**Exercise requirements:**
Write the next part of the piece on how the pandemic changed the collector car market, starting after its last sentence.

BEGIN Reading text

According to Bloomberg, the global pandemic has favoured the private sales market. It is a very difficult market to monitor because it eludes all forms of control, which certainly makes sense these days, and can give rise to some incredible deals: the record-breaking sales reported to Bloomberg by Gooding are therefore credible and, to corroborate them, we conducted a similar analysis through several large international traders. It is immediately apparent that in these calm waters of a market without the big auctions and with previously unimaginable disturbances, the true experts move with ease and considerable discretion.
Yet what has happened to the broader market of passion? From our analysis, the cross-segment market that reacted to the new situation by introducing online auctions provides some very interesting data: the on-line auction of Palm Beach organized by RM managed to sell 67% of the cars on offer, bringing in a total in excess of $13.6m and giving many buyers the opportunity to take home some very interesting deals within each price point and category: 72% of the cars sold went for less than their initial estimates and this means that today’s market is considerably more elastic than it was before. As if confirming that the top models continue to retain their attractive power, the fact that, on average, 75% of the top lots were sold is an irrefutable symbol of the state of the market, especially as we are talking about cars worth almost a million dollars sold online. What happens when we compare this to the situation last year when people were in the room? Without question, both the percentage of total sales (74%) and turnover ($23m) have fallen, yet the drop cannot be simply attributed to the online formula.

END Reading text
BEGIN Supplied data

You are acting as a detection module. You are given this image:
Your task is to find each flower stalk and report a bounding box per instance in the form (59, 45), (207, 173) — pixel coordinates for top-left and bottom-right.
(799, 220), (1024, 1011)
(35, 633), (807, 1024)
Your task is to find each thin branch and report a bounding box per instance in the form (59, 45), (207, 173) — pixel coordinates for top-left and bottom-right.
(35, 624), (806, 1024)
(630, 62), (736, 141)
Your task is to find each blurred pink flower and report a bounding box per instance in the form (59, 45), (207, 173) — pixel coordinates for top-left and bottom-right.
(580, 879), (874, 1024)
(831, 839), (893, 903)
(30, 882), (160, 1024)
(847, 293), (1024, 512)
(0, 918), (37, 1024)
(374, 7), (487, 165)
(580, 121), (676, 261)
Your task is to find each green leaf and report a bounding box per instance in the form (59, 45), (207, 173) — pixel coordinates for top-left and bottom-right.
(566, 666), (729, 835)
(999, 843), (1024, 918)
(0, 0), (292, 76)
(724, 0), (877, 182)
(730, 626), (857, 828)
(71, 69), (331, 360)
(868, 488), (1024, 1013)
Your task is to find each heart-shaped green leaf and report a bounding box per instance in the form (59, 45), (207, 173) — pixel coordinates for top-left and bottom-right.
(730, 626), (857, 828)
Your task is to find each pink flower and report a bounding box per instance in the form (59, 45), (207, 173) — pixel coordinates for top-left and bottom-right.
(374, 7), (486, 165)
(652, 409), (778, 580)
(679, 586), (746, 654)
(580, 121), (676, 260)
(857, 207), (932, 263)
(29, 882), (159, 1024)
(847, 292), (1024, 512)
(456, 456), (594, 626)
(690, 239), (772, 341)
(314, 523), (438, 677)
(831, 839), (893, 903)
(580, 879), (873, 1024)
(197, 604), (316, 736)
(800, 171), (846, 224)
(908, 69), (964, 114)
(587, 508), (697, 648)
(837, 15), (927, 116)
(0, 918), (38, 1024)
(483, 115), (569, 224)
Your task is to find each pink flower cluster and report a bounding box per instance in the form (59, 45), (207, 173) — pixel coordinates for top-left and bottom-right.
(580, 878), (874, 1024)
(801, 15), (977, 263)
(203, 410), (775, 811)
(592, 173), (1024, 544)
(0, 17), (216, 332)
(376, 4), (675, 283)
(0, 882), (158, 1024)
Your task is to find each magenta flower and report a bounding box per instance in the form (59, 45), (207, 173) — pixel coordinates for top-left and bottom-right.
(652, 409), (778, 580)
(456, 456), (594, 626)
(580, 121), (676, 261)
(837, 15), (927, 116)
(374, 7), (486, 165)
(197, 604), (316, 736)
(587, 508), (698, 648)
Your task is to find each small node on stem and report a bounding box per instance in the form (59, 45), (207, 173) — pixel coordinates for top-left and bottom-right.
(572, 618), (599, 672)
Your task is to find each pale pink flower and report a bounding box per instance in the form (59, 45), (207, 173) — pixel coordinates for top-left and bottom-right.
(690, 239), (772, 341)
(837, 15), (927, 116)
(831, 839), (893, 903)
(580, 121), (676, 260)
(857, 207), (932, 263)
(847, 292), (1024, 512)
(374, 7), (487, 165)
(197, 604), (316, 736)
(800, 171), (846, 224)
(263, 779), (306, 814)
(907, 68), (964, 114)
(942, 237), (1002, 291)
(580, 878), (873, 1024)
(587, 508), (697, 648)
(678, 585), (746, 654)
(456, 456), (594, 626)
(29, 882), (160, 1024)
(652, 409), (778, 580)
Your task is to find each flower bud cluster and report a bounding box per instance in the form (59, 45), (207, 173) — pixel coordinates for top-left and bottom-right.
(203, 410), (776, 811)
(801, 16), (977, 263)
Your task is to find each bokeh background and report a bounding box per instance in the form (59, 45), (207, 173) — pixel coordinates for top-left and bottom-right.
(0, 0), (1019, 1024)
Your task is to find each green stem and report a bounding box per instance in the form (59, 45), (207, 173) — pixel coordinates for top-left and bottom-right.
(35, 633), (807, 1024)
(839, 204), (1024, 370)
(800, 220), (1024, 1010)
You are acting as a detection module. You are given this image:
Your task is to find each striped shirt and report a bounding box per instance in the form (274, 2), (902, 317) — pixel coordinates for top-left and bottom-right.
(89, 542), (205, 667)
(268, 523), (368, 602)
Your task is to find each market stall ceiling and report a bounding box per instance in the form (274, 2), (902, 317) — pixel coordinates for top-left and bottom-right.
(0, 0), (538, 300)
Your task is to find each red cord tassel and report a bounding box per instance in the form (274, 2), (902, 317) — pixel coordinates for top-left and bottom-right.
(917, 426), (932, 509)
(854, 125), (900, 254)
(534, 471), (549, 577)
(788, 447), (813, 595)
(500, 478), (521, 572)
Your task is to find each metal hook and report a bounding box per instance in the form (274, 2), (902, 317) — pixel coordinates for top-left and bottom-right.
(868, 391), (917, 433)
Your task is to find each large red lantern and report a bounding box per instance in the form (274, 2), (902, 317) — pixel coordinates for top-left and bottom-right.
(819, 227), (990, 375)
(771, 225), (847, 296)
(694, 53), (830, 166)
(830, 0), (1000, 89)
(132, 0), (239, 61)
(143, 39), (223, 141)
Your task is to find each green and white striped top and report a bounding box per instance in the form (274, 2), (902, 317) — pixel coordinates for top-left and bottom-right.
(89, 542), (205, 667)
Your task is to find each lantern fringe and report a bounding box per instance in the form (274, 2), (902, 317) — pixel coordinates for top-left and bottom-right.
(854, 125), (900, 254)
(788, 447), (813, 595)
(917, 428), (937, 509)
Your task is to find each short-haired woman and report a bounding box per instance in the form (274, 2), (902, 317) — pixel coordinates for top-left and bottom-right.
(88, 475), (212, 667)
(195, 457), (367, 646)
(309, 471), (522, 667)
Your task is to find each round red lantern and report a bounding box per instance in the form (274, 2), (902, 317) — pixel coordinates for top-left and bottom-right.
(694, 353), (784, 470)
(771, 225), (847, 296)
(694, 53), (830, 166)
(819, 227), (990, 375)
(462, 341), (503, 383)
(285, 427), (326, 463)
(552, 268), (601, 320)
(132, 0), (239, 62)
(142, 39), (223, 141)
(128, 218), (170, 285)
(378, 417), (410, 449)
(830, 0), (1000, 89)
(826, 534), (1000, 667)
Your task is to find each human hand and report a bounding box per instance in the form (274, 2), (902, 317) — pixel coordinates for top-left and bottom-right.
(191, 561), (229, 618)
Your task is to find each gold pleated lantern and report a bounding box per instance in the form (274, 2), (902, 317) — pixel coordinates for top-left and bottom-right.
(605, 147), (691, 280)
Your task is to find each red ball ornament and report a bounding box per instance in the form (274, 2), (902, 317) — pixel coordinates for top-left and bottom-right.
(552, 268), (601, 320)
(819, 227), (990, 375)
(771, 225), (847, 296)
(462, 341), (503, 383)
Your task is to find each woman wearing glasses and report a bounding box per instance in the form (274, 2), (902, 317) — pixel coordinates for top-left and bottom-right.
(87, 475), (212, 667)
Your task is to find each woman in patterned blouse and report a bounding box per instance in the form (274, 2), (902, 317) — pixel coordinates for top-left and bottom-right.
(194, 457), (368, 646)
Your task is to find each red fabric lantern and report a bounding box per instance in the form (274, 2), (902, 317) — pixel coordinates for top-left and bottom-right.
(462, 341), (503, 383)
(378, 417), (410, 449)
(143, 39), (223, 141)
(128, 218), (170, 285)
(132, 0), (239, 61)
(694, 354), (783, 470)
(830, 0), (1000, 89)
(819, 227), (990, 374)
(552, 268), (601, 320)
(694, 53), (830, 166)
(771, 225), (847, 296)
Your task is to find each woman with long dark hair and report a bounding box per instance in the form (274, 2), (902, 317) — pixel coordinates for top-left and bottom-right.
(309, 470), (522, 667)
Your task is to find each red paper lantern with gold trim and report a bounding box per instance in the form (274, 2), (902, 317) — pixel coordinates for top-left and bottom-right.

END Supplied data

**Output for this task:**
In such a context, one can be either optimistic or pessimistic. If we want to see things in a positive light, or rather from the point of view of those who believe the prices will not be affected, indeed they could even take advantage of it, the evidence is clear:
- alternative investments: on 12th February the Dow Jones closed at 29,551.42 points, after just a month, on 23rdMarch it dropped over 37%, falling below 18,600 points (18,591.93) and going back to where it was in November 2016. Since the 23rd the Dow has risen but it’s still prone to strong volatility, making the financial market almost “neurotic” in character. In a scenario like this, many people wonder whether it’s worth “parking” their liquidity in safe-haven assets that may even be pleasant to own and use, the so-called “passion assets”. Cars are a typical example of this investment. Rationalized optimism.
- revenge spending: this story was published in most of the world’s newspapers and is a small sign of hope for the economy. When the lockdown in China ended, “frivolous” expenses skyrocketed, almost out of revenge for the lockdown, in celebration of a newfound freedom. During the first opening weekend, the Hermes boutique in Canton generated the highest turnover ever for a store in China. Other fashion houses recorded similar results. The hope is that this phenomenon will be replicated in Europe and the United States. Cars, moreover, already possess that aura of freedom (a bit like Easy Rider and motorcycles) so why not chase away the ghost of the virus by buying a convertible and driving around for a whole weekend?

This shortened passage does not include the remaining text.